● WRITTEN EXERCISE
Copy the rows starting at the line that contains "For this challenge, identify the gray" and ending at the line that contains "point(233, 194)", putting "Label" in place of each "Target" and changing nothing else.
━━━ MATERIALS PROVIDED ━━━
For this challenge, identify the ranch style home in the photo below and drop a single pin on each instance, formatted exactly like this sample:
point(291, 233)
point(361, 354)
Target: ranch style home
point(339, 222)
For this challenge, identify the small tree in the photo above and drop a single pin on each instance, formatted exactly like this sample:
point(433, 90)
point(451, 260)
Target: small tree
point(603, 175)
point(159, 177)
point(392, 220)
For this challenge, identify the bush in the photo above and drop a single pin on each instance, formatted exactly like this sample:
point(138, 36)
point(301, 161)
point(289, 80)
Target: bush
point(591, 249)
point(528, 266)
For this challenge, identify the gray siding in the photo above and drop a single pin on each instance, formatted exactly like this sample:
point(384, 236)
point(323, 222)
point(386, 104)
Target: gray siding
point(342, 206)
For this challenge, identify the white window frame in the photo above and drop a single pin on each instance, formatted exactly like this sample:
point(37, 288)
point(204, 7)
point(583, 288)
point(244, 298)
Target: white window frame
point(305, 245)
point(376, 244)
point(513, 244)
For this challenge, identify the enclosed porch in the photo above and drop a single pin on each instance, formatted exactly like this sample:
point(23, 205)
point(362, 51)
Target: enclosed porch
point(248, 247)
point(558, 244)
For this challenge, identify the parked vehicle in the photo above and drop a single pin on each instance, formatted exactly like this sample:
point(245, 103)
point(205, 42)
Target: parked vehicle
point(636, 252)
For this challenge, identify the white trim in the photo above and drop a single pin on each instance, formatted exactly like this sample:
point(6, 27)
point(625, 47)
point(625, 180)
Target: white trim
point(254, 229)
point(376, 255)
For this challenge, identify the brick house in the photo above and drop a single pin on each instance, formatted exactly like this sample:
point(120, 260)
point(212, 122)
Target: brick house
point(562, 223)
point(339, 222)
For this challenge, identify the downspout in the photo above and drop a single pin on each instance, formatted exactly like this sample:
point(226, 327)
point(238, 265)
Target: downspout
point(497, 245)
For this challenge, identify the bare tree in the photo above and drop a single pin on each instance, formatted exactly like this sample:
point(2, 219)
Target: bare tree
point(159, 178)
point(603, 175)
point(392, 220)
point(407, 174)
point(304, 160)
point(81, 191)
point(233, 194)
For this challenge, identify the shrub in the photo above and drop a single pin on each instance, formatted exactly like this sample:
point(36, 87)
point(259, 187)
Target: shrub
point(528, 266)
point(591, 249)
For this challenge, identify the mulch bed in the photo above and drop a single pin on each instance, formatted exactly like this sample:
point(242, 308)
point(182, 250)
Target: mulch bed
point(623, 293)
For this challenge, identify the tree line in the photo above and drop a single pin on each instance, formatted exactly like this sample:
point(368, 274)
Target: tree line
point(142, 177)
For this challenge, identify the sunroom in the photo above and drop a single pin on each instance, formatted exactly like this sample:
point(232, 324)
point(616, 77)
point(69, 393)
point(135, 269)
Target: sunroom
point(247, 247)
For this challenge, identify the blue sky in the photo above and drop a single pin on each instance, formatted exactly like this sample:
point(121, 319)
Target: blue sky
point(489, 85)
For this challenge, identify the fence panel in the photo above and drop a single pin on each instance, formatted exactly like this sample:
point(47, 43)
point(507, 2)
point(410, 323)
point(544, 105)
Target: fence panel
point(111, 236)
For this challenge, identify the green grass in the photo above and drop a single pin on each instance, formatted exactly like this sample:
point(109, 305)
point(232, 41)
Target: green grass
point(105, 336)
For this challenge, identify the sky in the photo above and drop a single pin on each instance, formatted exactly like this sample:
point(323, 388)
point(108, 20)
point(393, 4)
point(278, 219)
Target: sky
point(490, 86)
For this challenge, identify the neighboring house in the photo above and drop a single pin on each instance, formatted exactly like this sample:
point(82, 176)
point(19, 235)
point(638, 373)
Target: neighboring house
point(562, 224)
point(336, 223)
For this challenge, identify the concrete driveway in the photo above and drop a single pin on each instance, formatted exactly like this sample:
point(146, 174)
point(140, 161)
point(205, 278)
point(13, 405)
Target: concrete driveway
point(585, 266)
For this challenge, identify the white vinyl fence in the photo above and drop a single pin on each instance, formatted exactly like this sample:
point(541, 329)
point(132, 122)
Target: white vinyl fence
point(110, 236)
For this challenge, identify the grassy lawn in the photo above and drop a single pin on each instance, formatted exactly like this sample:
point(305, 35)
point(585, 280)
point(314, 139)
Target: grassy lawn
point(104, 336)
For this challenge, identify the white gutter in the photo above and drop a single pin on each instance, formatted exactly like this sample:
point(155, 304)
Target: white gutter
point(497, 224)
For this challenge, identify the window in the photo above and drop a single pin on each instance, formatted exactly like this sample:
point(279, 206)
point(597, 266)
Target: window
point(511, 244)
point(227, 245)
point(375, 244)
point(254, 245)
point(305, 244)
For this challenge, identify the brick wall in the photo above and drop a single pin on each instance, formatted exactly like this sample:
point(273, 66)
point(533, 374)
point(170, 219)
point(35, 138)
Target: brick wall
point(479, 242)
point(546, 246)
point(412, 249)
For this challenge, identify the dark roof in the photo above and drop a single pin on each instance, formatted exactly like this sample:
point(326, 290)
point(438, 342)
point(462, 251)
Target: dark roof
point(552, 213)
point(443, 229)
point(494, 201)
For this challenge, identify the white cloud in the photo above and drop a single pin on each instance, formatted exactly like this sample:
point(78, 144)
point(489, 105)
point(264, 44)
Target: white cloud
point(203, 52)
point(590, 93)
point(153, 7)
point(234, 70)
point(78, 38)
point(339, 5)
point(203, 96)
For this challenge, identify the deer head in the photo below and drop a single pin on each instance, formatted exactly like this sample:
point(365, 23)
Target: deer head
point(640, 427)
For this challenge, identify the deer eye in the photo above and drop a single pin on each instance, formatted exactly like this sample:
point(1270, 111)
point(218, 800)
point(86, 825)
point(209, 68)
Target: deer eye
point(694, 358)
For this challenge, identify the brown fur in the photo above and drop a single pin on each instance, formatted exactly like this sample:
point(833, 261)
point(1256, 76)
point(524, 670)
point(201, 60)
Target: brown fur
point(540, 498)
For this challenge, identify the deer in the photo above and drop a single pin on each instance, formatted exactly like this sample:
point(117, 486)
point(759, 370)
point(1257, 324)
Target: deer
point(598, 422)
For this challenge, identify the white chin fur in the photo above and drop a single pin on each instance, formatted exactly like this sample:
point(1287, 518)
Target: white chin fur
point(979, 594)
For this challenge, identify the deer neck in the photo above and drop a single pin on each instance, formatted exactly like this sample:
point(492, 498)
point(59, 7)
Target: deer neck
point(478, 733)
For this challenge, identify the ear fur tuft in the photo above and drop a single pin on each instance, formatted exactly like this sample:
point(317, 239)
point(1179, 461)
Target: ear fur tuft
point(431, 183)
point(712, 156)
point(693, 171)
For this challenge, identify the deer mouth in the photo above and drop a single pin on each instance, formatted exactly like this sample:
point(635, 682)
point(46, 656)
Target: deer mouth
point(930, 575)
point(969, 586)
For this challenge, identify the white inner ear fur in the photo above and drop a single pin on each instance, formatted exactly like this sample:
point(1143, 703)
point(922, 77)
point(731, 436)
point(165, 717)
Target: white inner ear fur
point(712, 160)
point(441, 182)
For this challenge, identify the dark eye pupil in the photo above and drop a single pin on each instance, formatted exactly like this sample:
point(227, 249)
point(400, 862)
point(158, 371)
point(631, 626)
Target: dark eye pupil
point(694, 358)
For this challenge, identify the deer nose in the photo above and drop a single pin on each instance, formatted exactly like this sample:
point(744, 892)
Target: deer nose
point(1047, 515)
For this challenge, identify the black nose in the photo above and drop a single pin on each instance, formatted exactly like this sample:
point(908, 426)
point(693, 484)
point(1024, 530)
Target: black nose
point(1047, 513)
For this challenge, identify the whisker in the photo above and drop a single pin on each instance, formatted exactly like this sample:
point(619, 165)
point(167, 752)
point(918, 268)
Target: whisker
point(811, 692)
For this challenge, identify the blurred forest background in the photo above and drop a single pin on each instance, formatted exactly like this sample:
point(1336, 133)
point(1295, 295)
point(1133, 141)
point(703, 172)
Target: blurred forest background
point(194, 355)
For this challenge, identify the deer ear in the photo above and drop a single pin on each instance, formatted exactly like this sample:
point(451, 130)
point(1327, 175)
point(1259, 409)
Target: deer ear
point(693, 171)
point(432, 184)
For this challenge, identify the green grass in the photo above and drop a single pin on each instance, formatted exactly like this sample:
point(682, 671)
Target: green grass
━━━
● FULL RESPONSE
For this challenge, identify the gray siding in the photo above and drop a single pin on each instance, formatted exactly like this sample:
point(384, 236)
point(323, 222)
point(386, 104)
Label: gray siding
point(342, 206)
For this challenge, identify the white window frame in the photo above and drop a single pin on each instance, formatted exactly like this sample:
point(37, 288)
point(204, 7)
point(583, 288)
point(244, 298)
Label: white window frame
point(305, 245)
point(376, 244)
point(513, 244)
For this challenge, identify the enclosed porch in the photo above and drop a single pin on each instance, formatted exactly like this sample:
point(23, 205)
point(362, 51)
Label: enclosed porch
point(248, 247)
point(558, 244)
For this challenge, identify the parked vehicle in the photo above and drop a single pin on each instance, formatted exactly like this sample:
point(245, 103)
point(205, 42)
Label: parked vehicle
point(636, 252)
For this challenge, identify the white trim in the photo above and drop a single pin on each instance, formatted exactly like this sample:
point(6, 27)
point(625, 47)
point(625, 180)
Label: white trim
point(254, 229)
point(376, 255)
For this challenge, identify the brick house in the photo above and drop a single pin on each instance, formatted exactly like this sample:
point(120, 260)
point(212, 122)
Label: brick house
point(562, 223)
point(339, 222)
For this challenge, identify the downspout in the photo above and drop a single pin on each instance, formatted exactly like this sample:
point(226, 327)
point(238, 265)
Label: downspout
point(497, 245)
For this challenge, identify the bare tree in the photo above and drop a single pin on each instance, formatted exactly like this sample:
point(2, 219)
Label: bare tree
point(159, 178)
point(603, 175)
point(392, 220)
point(407, 174)
point(304, 160)
point(81, 191)
point(233, 194)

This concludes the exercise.